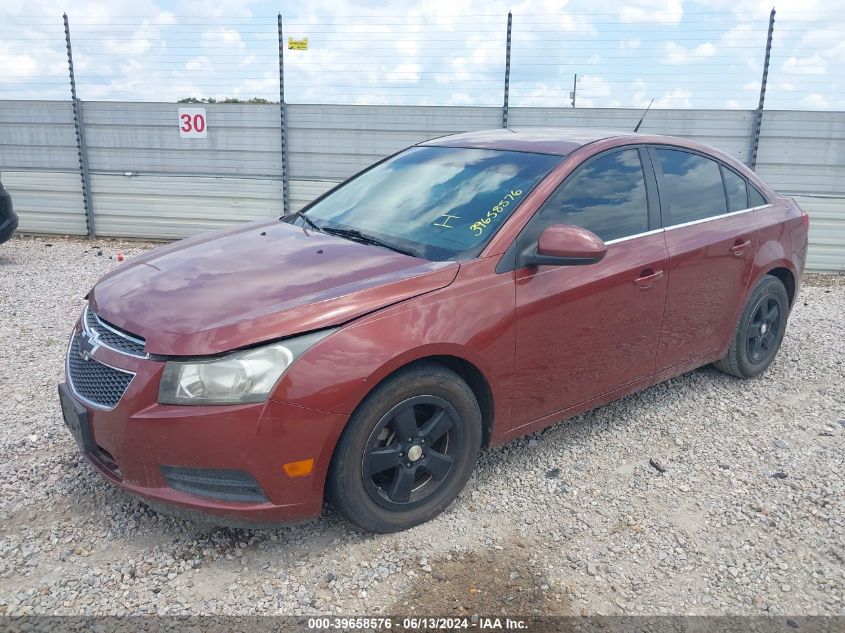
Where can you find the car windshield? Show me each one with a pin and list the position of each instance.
(438, 203)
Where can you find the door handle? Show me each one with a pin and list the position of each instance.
(739, 247)
(647, 278)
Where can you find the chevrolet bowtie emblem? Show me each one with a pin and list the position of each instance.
(87, 343)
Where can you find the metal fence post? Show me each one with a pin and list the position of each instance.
(758, 115)
(80, 138)
(507, 72)
(284, 124)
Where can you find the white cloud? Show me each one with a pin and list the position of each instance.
(17, 67)
(677, 54)
(630, 44)
(814, 65)
(677, 98)
(651, 11)
(199, 64)
(222, 37)
(815, 101)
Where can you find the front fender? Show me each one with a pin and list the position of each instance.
(472, 319)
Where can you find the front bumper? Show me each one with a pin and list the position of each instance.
(138, 442)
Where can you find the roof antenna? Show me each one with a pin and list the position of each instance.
(637, 129)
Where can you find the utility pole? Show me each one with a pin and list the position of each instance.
(81, 147)
(758, 115)
(507, 71)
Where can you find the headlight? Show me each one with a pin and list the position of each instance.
(247, 376)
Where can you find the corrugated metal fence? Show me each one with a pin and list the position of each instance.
(146, 181)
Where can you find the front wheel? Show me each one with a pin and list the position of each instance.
(760, 331)
(407, 451)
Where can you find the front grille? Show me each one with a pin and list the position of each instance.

[What the task requires]: Can you reproduce all of the data above with "with a pin" changed to "with a dot" and nothing else altered? Omit the pictures from your version.

[Full response]:
Where can you find the car windshield? Show me each one with a dot and list the position of each instance.
(438, 203)
Where can you find the door handle? Show me each one with a dot and list the position of each instance.
(739, 247)
(647, 278)
Where can you find the chevrolet bowtie emblem? Show me each one with a dot and list the position of each instance.
(87, 343)
Where can you find the metal fence post? Show me each one with a dot and list the position of each instance.
(758, 115)
(80, 138)
(507, 72)
(284, 124)
Where can you find the white cloud? Show me each one with a dot and list the position of each instance.
(17, 67)
(677, 54)
(630, 44)
(814, 65)
(677, 98)
(651, 11)
(199, 64)
(222, 37)
(815, 101)
Where can you find the front fender? Show me each one with a dot and list the position of each instance.
(472, 319)
Where can you find the front bumper? Show me each one with a dot and list the position of each instance.
(138, 442)
Where can you find the roof antenna? Show me each one with a dot and list the position of each instance.
(637, 129)
Where can you find the utility pole? Show me each one with a dot and list the position of each instance.
(81, 147)
(758, 115)
(507, 71)
Where can you find the headlight? Show me each one with a dot and list the position of each instance.
(247, 376)
Where can you find the corrugated metal fence? Show me each one with a dot and list the position of each instance.
(146, 181)
Where can you find the front wheel? Show me each one with a dot and list the position of each instance.
(760, 331)
(407, 451)
Where can you find the front grille? Show me each one with a dot and list the position of each instance.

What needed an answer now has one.